*** Material shown Section Begins ***

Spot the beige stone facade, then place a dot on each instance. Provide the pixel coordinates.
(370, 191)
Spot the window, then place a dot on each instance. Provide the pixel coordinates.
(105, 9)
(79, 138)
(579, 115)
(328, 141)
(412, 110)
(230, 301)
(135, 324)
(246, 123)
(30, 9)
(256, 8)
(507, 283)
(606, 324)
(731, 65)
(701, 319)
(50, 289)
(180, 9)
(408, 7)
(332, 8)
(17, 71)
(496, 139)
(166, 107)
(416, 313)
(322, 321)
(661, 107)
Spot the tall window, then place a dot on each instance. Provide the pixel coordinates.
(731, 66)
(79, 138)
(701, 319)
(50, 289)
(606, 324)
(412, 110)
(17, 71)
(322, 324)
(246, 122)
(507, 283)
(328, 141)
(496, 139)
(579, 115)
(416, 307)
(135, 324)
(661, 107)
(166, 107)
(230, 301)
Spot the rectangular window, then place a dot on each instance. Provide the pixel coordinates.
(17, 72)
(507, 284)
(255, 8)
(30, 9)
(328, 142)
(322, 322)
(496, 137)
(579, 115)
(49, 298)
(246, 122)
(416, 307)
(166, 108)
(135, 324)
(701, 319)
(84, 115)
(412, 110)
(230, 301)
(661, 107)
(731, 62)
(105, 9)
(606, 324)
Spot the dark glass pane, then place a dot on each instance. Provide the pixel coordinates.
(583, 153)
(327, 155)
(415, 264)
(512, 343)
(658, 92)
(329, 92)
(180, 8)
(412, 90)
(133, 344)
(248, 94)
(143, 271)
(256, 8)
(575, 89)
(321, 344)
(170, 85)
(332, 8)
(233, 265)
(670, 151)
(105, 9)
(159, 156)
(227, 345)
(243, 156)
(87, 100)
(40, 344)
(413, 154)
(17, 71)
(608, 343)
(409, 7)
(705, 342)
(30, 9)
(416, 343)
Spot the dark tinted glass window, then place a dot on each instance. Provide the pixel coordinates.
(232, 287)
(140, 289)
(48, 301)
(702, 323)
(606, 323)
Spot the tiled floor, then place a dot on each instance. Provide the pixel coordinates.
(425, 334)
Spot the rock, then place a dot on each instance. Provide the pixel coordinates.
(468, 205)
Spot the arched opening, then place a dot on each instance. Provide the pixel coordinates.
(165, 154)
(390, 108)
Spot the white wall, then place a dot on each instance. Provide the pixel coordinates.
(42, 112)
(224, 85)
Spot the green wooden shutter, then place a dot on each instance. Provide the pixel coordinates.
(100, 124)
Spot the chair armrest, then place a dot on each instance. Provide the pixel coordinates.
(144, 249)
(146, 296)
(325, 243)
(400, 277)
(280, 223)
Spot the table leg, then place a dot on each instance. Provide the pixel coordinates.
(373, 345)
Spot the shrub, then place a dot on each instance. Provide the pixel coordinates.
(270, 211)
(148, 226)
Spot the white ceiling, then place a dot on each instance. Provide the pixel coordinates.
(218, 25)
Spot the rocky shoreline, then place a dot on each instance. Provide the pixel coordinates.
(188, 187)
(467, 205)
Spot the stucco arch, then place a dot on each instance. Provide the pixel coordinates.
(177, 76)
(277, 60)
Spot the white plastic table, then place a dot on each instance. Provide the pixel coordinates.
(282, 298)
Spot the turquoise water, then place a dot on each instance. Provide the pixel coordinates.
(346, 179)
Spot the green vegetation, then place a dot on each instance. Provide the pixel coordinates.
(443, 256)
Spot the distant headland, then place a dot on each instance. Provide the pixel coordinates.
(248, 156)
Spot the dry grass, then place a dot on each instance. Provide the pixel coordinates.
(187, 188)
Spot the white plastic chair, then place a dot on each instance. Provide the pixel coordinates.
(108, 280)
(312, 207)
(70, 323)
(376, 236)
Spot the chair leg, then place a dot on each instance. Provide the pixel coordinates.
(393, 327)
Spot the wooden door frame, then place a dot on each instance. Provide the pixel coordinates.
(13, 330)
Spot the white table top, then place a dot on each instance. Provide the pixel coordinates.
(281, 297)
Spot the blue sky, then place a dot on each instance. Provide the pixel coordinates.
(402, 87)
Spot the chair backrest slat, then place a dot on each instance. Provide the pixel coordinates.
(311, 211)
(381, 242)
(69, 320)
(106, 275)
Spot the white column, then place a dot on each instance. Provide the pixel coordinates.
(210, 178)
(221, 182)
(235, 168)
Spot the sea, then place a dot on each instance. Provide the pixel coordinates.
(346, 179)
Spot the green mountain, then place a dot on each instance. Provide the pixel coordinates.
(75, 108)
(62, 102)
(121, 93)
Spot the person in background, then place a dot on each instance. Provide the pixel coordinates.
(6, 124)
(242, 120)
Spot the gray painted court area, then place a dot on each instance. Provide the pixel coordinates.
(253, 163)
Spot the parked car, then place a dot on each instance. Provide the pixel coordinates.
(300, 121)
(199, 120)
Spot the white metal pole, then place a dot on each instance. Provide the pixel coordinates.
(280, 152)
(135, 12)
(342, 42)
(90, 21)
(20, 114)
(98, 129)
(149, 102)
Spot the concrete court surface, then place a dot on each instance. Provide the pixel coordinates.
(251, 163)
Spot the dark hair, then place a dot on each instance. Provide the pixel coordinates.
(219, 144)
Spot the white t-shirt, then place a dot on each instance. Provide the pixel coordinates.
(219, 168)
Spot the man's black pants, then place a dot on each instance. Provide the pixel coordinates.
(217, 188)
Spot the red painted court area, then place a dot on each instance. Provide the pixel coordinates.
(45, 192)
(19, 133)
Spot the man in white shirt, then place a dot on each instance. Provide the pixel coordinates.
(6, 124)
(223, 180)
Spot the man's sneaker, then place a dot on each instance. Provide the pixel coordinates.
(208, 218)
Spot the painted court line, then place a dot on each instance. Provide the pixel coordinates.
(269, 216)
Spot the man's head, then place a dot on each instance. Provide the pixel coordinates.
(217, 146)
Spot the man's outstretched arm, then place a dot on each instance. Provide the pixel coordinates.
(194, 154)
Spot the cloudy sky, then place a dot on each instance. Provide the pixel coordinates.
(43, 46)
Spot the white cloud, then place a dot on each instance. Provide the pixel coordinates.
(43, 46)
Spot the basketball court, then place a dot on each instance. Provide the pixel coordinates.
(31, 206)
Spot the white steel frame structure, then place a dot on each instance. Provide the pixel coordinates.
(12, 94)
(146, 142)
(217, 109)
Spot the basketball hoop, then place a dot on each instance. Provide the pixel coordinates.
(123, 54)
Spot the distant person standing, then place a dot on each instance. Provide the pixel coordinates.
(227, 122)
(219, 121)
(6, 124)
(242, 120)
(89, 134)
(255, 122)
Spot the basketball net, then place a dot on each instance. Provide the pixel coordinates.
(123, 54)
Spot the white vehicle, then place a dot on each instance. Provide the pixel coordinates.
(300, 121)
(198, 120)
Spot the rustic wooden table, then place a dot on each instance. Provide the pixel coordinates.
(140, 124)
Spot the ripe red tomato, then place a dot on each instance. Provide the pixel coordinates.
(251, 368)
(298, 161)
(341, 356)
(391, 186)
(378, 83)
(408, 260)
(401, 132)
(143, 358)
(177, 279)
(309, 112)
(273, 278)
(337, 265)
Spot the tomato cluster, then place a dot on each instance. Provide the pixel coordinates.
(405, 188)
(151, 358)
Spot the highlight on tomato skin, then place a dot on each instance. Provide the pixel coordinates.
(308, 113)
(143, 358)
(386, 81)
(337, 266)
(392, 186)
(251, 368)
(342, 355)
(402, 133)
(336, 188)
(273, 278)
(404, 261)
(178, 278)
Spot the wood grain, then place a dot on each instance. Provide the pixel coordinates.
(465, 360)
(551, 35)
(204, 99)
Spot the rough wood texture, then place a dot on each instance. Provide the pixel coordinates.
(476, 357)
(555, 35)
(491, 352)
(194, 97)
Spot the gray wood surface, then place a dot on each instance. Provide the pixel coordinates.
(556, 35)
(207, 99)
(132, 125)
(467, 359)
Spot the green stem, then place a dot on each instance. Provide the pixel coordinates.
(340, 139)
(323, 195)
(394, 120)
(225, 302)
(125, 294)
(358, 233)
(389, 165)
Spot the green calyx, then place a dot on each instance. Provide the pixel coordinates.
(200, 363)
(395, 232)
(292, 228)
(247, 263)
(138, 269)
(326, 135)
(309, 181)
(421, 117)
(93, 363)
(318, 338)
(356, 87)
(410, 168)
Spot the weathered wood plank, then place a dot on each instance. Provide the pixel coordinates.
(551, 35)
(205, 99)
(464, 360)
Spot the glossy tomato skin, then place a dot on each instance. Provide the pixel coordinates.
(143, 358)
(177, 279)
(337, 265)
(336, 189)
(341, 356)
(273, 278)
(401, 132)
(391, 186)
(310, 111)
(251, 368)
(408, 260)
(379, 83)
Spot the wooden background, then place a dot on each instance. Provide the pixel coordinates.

*** Material shown Section Ends ***

● **About this task**
Only one thing belongs in the reply: the exact lines of the listing above, from the one with "Spot the gray wood" through its last line.

● **Output of the task**
Spot the gray wood surface, then place a dot on each instance. Provide the pixel coordinates.
(556, 35)
(207, 99)
(132, 125)
(467, 359)
Spot the green stem, then place a dot on each instance. Provide the pixel coordinates.
(340, 139)
(323, 195)
(394, 120)
(225, 302)
(125, 294)
(358, 233)
(389, 165)
Spot the green calyx, then place a dot on each instance. Provide the pixel coordinates.
(200, 363)
(395, 232)
(292, 228)
(247, 263)
(138, 269)
(326, 135)
(309, 181)
(421, 117)
(93, 363)
(318, 338)
(356, 87)
(410, 168)
Spot the weathered wood plank, then place a dot on each instance. Provide the pixel coordinates.
(551, 35)
(205, 99)
(464, 360)
Spot the glossy tomato skin, then place a dot on each instance. Provide the pixel coordinates.
(143, 358)
(177, 279)
(337, 265)
(336, 189)
(341, 356)
(273, 278)
(401, 132)
(391, 186)
(310, 111)
(251, 368)
(408, 260)
(379, 83)
Spot the wooden background, then place a dot on each instance. Provide the pixel coordinates.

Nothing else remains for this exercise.